** start of Data supplied **
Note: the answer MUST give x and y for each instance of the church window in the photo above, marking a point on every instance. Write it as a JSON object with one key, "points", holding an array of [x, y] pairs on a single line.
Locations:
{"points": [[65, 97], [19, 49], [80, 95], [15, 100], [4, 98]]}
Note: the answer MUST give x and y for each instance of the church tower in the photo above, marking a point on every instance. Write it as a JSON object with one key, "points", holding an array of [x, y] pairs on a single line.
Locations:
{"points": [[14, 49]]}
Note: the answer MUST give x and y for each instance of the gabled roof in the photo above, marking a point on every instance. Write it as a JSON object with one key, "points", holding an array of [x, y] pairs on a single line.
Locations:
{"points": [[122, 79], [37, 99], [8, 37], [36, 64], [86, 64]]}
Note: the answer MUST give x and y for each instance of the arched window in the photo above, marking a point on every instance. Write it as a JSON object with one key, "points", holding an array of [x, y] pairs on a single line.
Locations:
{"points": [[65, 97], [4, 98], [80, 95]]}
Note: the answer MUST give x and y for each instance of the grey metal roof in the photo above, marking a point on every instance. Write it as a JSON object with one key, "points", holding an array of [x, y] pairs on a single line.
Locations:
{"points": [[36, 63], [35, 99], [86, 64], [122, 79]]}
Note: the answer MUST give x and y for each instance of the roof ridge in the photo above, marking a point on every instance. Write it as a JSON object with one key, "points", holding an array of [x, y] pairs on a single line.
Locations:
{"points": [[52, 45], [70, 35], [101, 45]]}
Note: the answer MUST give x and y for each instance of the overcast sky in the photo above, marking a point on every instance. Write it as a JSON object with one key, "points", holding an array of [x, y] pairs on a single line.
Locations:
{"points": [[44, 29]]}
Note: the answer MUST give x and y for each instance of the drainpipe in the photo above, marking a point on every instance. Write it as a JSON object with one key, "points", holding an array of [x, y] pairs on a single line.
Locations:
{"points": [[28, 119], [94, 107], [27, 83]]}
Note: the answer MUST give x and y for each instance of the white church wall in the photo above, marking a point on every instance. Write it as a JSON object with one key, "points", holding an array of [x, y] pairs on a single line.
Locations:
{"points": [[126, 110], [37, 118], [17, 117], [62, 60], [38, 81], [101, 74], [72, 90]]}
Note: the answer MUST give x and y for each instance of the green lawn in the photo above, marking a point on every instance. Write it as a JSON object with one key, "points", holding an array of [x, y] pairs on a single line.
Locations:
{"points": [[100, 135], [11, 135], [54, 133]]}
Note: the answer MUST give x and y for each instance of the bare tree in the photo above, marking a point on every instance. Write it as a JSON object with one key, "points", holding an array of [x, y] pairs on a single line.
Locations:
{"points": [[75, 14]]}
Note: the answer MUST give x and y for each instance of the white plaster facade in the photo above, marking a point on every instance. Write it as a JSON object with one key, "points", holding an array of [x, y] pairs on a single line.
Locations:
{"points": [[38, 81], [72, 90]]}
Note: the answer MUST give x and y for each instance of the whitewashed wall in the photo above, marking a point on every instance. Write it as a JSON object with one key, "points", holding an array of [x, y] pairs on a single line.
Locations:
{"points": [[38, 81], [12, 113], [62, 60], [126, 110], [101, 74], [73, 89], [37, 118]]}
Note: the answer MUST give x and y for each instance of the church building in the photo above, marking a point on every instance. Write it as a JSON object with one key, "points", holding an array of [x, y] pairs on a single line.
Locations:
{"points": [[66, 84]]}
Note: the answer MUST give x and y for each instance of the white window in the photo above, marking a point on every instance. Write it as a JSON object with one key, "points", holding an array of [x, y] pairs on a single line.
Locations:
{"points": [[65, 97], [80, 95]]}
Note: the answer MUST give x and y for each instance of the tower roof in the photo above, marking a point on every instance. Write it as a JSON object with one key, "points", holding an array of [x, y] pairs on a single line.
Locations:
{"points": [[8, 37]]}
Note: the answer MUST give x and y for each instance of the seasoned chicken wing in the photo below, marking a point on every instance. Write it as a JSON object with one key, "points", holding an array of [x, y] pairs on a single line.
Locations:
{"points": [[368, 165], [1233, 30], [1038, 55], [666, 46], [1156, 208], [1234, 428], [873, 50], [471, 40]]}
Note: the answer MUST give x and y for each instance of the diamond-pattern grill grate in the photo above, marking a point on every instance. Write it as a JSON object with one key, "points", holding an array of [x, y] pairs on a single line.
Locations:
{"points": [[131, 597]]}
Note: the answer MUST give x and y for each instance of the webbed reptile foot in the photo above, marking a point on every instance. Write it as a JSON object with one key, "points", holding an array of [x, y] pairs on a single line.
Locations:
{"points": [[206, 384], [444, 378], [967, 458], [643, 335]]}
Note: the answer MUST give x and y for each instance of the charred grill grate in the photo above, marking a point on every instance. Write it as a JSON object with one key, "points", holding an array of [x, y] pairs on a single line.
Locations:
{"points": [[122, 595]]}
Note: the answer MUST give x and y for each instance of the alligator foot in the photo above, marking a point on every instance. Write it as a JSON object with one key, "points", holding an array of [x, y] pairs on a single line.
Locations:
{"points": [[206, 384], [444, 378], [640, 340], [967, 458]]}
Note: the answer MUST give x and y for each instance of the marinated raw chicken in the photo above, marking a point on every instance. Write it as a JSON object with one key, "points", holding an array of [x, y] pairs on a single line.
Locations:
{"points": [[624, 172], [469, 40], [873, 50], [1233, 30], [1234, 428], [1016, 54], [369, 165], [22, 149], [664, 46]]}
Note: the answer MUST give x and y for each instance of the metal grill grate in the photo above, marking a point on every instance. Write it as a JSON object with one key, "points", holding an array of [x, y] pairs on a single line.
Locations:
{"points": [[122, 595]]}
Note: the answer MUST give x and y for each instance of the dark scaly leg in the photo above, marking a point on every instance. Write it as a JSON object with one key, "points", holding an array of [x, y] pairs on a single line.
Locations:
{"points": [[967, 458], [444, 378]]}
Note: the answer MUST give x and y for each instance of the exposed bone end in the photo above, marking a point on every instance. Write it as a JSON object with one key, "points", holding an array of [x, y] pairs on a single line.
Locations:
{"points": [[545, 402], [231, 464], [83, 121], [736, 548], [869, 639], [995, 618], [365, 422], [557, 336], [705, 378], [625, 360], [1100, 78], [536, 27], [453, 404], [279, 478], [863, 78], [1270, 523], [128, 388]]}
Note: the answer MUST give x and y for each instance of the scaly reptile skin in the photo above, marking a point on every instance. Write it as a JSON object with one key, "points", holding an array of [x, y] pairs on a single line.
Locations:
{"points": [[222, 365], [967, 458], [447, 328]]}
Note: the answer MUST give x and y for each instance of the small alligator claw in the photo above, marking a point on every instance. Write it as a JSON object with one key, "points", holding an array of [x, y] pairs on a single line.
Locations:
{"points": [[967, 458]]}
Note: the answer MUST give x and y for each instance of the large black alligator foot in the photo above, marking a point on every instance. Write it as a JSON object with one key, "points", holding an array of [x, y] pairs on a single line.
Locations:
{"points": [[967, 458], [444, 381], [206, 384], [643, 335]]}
** end of Data supplied **
Print the lines from the one containing "of the large" through the end of the records above, reproducing them verbatim.

Note: the answer MUST give x and y for each instance of the large black alligator foot in the photo above, marking a point on every instance. Write it as a JSON object with one key, "points", holding an array of [x, y] pairs on a single line.
Locations:
{"points": [[967, 458], [444, 381], [206, 384], [643, 335]]}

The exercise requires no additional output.